--- What to produce ---
Return everything in the data from the line containing "# target: ship reflection" down to the line containing "188], [85, 189]]]", both included, reproduced line for line. Leave the pictures out of your answer.

--- Source records ---
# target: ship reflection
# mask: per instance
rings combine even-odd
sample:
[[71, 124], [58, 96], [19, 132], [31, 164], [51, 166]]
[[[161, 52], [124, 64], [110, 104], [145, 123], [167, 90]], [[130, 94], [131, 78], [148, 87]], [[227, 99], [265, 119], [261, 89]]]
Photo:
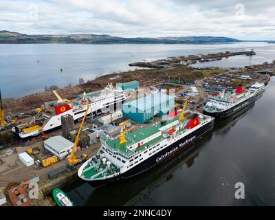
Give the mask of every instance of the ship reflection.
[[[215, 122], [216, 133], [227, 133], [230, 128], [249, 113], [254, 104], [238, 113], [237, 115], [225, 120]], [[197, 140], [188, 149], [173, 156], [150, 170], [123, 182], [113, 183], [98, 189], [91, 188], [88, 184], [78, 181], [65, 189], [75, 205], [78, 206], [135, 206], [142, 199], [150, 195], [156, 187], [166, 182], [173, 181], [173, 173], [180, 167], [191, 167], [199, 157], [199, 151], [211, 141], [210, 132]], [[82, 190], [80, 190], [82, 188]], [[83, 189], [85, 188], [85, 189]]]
* * *
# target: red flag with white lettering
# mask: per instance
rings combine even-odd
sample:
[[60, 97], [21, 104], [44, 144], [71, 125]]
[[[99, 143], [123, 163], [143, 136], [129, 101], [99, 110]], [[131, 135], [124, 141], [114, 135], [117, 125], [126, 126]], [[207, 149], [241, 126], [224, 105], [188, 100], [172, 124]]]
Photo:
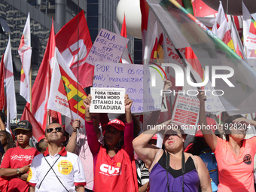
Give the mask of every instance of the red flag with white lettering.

--- Exercise answer ---
# target: ship reflection
# mask: per instance
rings combine even-odd
sample:
[[71, 124], [58, 96], [19, 132], [31, 164], [51, 166]]
[[[161, 52], [124, 64], [110, 104], [145, 123], [167, 90]], [[130, 94], [131, 78], [148, 87]], [[227, 99], [265, 119], [261, 89]]]
Photo:
Give the mask of every instance of the ship reflection.
[[[215, 122], [216, 133], [227, 133], [230, 128], [249, 113], [254, 104], [238, 113], [237, 115], [225, 120]], [[197, 140], [188, 149], [173, 156], [150, 170], [123, 182], [113, 183], [98, 189], [91, 188], [88, 184], [78, 181], [65, 189], [75, 205], [78, 206], [135, 206], [142, 199], [150, 195], [156, 187], [166, 182], [173, 181], [173, 173], [180, 167], [191, 167], [199, 157], [199, 151], [211, 141], [210, 132]], [[82, 190], [80, 190], [82, 188]], [[83, 189], [85, 188], [85, 189]]]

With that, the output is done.